• **ASSIGNED TASK**: In the article on state health insurance marketplaces, whose platform did Maryland adopt after scrapping its own IT system?

The report included some famous examples of states that had to abandon early IT efforts despite large sums spent
Only a relative handful of states set up their own marketplaces as permitted under the Affordable Care Act (ACA), and they were given federal funds for IT contracts and other launch expenses. But the precise amount spent is unclear, and so are the performance records of states, according to a report released today by the Government Accountability Office (GAO).
CMS has fallen short in tracking the $1.45 billion spent on federal marketplace funding through March 2015, as well as the $2.78 billion in combined federal and state funds set aside for Medicaid eligibility and enrollment systems—since the ACA allowed Medicaid to expand. But the GAO found that the total spent to set up marketplaces and the status of IT contracts remained unclear as of February 2015, and “not all system functions were complete,” according to GAO.
Some of the state-level IT problems were catastrophic and resulted in significant delays or wholesale scrapping of early work. Examples of problems cited in the report include:
· Oregon and Nevada had to halt development on their states’ marketplace infrastructure and switch to the federal IT marketplace instead, despite its initial problems, for certain eligibility and enrollment functions.
· New Mexico’s delays forced the state to use the federal marketplace for the first enrollment period. For the second period in 2014, it used the federal IT platform for eligibility and enrollment only, but later decided to use the federal system indefinitely.
· Maryland scrapped the IT system it had developed and swapped to a platform that had been developed for Connecticut.
· Massachusetts, which had the advantage of having already approved an ACA-style reform without some of the marketplace features, nonetheless replaced its first system for what the report described as a “commercial off-the-shelf” platform for the 2014 enrollment period.

• **SUPPLIED INFORMATION**:
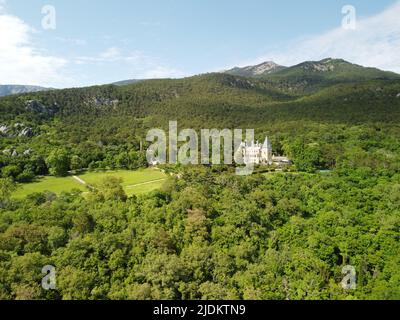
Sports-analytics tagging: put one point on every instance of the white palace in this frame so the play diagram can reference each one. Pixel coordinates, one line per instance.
(257, 153)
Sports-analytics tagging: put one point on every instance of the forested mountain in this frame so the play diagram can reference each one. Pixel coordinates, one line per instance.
(208, 234)
(6, 90)
(313, 75)
(259, 70)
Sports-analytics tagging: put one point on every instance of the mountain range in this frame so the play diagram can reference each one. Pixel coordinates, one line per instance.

• **REPLY**: A platform developed for Connecticut.